Data visualization in Python (pyplot)

Looking ahead: Weeks 3-4

• In week 3, we’ll dive deep into data visualization.

  • How do we make visualizations in Python?

  • What principles should we keep in mind?

• In week 4, we’ll work on managing and cleaning our data.

  • How do I deal with missing values?

  • What are some basic ways to describe my data?

I view both these weeks as integral to Exploratory Data Analysis in Python.

Goals of this lecture

• What is data visualization and why is it important?

• Introducing matplotlib.

• Univariate plot types:

  • Histograms (univariate).

  • Scatterplots (bivariate).

  • Bar plots (bivariate).

Introduction: data visualization

What is data visualization?

Data visualization refers to the process (and result) of representing data graphically.

For our purposes today, we’ll be talking mostly about common methods of plotting data, including:

• Histograms

• Scatterplots

• Line plots

• Bar plots

Why is data visualization important?

• Exploratory data analysis

• Communicating insights

• Impacting the world

Exploratory Data Analysis: Checking your assumptions

Anscombe’s Quartet

Communicating Insights

Reference: Full Stack Economics

Impacting the world

Florence Nightingale (1820-1910) was a social reformer, statistician, and founder of modern nursing.

Impacting the world (pt. 2)

John Snow (1813-1858) was a physician whose visualization of cholera outbreaks helped identify the source and spreading mechanism (water supply).

• [Data supplied]:

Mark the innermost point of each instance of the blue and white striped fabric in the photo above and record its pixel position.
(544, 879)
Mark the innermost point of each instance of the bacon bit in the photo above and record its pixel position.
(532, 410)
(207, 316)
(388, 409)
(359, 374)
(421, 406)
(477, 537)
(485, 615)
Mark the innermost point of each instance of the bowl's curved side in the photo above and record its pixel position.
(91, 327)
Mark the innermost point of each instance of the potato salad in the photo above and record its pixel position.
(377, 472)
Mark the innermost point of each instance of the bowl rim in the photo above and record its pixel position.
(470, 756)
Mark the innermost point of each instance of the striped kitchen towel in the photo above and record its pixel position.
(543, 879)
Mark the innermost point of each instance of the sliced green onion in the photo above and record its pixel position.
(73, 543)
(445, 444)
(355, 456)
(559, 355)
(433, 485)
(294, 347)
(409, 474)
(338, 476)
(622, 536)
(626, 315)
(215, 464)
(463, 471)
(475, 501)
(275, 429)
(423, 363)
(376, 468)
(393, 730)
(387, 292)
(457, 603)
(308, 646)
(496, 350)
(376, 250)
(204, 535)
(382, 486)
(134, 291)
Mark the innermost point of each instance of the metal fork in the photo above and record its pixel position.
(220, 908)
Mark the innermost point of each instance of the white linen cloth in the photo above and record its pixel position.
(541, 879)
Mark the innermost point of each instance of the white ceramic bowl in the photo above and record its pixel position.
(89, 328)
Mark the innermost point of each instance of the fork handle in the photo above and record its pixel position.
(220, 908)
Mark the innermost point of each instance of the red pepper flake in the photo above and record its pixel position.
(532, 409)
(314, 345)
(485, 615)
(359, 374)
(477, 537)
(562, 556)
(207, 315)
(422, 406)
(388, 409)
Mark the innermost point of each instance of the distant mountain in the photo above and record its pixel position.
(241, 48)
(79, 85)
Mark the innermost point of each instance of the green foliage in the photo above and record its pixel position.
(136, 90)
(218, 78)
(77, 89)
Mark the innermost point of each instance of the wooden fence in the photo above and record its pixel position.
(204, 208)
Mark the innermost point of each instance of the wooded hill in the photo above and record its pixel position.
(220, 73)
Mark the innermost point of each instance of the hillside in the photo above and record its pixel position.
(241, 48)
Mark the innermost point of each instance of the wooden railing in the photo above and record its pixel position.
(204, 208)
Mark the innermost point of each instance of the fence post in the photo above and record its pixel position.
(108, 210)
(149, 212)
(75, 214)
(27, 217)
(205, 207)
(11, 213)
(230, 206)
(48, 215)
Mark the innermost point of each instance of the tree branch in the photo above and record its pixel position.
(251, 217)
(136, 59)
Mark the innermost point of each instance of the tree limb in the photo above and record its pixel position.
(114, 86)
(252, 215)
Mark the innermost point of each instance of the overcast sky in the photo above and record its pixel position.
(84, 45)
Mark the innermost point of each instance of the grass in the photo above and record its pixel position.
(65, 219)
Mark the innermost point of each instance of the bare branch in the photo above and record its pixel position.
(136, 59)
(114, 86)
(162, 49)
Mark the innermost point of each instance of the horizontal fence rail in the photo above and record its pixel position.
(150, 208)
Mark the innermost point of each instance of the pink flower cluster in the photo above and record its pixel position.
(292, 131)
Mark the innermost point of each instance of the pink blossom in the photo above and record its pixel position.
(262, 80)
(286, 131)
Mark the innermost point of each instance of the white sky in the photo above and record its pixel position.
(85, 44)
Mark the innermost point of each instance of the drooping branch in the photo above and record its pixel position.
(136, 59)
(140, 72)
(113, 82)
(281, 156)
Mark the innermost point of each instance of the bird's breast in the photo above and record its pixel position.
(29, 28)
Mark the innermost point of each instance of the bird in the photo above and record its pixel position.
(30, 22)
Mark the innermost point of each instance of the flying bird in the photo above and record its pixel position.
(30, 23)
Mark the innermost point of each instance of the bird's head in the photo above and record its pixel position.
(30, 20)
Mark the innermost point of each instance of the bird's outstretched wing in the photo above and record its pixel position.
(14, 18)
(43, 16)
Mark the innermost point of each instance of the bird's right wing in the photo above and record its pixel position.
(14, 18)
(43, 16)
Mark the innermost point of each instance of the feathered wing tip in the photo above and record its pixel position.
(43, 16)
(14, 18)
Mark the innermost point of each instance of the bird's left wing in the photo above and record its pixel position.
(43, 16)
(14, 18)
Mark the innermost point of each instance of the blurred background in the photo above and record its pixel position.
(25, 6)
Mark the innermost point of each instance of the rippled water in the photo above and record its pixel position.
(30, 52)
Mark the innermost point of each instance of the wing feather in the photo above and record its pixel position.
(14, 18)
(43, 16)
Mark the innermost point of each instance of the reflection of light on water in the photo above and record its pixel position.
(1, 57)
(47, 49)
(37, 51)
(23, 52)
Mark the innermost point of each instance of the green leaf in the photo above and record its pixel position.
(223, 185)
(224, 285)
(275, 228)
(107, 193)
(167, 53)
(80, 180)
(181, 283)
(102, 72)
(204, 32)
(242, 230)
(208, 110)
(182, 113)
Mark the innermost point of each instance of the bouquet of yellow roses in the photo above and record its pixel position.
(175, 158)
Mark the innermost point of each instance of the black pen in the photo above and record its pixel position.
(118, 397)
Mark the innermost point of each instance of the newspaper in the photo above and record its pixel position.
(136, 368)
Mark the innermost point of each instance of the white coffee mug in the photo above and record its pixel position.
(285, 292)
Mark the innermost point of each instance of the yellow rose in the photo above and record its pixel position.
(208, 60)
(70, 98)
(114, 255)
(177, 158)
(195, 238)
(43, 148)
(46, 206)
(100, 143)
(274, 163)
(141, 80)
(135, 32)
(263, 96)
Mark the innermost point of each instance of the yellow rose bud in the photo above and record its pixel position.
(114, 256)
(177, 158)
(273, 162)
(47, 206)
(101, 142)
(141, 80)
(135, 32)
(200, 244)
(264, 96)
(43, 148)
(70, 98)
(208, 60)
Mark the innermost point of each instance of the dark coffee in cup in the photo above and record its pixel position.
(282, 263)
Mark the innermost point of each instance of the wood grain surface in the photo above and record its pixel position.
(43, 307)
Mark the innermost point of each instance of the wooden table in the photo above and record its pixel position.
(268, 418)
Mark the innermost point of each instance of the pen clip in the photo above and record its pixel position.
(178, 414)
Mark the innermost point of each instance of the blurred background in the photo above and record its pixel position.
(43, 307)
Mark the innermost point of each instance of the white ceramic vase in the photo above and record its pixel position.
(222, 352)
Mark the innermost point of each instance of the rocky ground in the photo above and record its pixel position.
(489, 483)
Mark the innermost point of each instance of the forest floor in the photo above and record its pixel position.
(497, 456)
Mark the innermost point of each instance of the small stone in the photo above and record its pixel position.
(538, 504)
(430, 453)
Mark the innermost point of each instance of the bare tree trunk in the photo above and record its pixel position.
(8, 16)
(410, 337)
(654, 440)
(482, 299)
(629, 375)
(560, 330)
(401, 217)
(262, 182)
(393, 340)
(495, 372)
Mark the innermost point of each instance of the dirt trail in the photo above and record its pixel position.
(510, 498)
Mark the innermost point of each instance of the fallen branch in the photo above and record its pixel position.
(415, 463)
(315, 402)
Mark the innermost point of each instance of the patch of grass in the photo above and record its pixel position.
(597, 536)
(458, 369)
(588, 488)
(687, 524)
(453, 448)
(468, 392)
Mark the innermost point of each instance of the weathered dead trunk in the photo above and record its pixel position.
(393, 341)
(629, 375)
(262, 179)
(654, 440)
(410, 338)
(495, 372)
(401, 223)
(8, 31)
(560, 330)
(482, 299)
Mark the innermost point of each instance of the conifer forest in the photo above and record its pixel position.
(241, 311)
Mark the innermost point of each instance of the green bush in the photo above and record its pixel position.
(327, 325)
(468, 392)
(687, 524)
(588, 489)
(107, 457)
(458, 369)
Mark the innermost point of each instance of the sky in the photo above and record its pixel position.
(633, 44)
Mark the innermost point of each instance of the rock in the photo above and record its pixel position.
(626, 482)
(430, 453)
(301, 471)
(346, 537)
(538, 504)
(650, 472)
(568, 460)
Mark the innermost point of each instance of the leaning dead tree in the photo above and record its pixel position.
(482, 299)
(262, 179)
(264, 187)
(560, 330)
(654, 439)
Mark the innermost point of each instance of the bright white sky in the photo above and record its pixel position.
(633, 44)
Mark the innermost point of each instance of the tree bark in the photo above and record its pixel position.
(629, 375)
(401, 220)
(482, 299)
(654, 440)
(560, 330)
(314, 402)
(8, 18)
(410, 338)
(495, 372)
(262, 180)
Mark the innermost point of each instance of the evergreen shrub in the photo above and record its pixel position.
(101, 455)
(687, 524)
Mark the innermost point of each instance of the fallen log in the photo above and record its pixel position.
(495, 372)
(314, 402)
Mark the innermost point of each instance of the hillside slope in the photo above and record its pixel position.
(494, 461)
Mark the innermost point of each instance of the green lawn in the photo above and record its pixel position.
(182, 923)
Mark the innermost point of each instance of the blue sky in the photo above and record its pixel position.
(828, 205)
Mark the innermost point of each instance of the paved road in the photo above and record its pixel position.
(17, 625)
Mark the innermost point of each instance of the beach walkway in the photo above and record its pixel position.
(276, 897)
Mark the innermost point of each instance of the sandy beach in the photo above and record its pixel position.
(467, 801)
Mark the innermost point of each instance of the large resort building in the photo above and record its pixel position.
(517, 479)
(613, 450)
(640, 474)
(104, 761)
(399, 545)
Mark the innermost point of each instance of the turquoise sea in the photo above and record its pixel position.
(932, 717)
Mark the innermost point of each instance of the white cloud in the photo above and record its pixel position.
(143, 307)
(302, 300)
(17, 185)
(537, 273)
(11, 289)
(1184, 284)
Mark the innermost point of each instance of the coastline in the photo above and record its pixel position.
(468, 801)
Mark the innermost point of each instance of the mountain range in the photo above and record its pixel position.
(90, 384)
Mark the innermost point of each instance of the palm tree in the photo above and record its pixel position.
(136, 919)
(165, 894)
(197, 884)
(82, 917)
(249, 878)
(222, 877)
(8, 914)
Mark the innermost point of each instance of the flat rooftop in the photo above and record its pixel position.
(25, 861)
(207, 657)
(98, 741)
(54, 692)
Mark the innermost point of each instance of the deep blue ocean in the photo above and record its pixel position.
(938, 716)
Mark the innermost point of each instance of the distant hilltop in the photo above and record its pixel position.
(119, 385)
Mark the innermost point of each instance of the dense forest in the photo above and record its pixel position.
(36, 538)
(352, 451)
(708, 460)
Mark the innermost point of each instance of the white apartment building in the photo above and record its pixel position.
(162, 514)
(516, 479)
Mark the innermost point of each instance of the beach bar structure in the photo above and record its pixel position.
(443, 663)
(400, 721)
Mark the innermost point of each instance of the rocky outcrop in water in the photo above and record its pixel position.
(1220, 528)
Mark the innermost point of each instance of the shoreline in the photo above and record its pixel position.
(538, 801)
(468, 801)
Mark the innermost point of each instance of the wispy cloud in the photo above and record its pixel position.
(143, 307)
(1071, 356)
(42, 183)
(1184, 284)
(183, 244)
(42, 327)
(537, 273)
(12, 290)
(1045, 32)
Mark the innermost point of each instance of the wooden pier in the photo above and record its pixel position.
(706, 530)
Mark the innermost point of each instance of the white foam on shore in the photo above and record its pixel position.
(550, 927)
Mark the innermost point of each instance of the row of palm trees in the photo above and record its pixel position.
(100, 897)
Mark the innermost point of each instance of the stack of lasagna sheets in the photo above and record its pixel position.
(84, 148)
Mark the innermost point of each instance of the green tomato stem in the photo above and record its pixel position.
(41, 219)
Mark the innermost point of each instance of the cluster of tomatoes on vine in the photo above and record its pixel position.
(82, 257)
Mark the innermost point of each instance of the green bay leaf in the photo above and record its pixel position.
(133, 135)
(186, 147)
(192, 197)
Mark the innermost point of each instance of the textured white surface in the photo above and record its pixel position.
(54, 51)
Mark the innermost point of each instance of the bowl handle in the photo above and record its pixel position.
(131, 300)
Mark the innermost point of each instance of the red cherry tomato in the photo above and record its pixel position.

• [Exercises]:
(1) Please say whether each statement agrees with the data visualization lecture, answering yes or no and quoting the deciding words: (a) week 4 is about managing and cleaning data; (b) John Snow lived from 1820 to 1910; (c) line plots are among the common plotting methods named.
(2) Write the next part of the data visualization lecture, beginning after its final sentence about John Snow.
Nothing in the records is needed here.

• [Responses]:
(1)
(a) Yes: "In week 4, we’ll work on managing and cleaning our data."
(b) No: "John Snow (1813-1858)"
(c) Yes: "Line plots"

(2)
Introducing matplotlib

Loading packages

Here, we load the core packages we’ll be using.

We also add some lines of code that make sure our visualizations will plot “inline” with our code, and that they’ll have nice, crisp quality.

import numpy as np 
import pandas as pd
import matplotlib.pyplot as plt
import scipy.stats as ss

%matplotlib inline 
%config InlineBackend.figure_format = 'retina'

What is matplotlib?

matplotlib is a plotting library for Python.

• Many tutorials available online.

• Also many examples of matplotlib in use.

Note that seaborn (which we’ll cover soon) uses matplotlib “under the hood”.

What is pyplot?

pyplot is a collection of functions within matplotlib that make it really easy to plot data.

With pyplot, we can easily plot things like:

• Histograms (plt.hist)

• Scatterplots (plt.scatter)

• Line plots (plt.plot)

• Bar plots (plt.bar)

Example dataset

Let’s load our familiar Pokemon dataset, which can be found in data/pokemon.csv.

df_pokemon = pd.read_csv("data/pokemon.csv")
df_pokemon.head(3)

	#	Name	Type 1	Type 2	Total	HP	Attack	Defense	Sp. Atk	Sp. Def	Speed	Generation	Legendary
0	1	Bulbasaur	Grass	Poison	318	45	49	49	65	65	45	1	False
1	2	Ivysaur	Grass	Poison	405	60	62	63	80	80	60	1	False
2	3	Venusaur	Grass	Poison	525	80	82	83	100	100	80	1	False

Histograms

What are histograms?

A histogram is a visualization of a single continuous, quantitative variable (e.g., income or temperature).

• Histograms are useful for looking at how a variable distributes.

• Can be used to determine whether a distribution is normal, skewed, or bimodal.

A histogram is a univariate plot, i.e., it displays only a single variable.

Histograms in matplotlib

To create a histogram, call plt.hist with a single column of a DataFrame (or a numpy.ndarray).

Check-in: What is this graph telling us?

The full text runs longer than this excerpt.